*Task to complete*
How many lines in the data below contain the string "instance"? Case counts. Reply with the number alone.

......

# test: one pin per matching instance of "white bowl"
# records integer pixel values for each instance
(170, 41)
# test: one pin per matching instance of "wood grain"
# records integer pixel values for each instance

......

*Result of the exercise*
4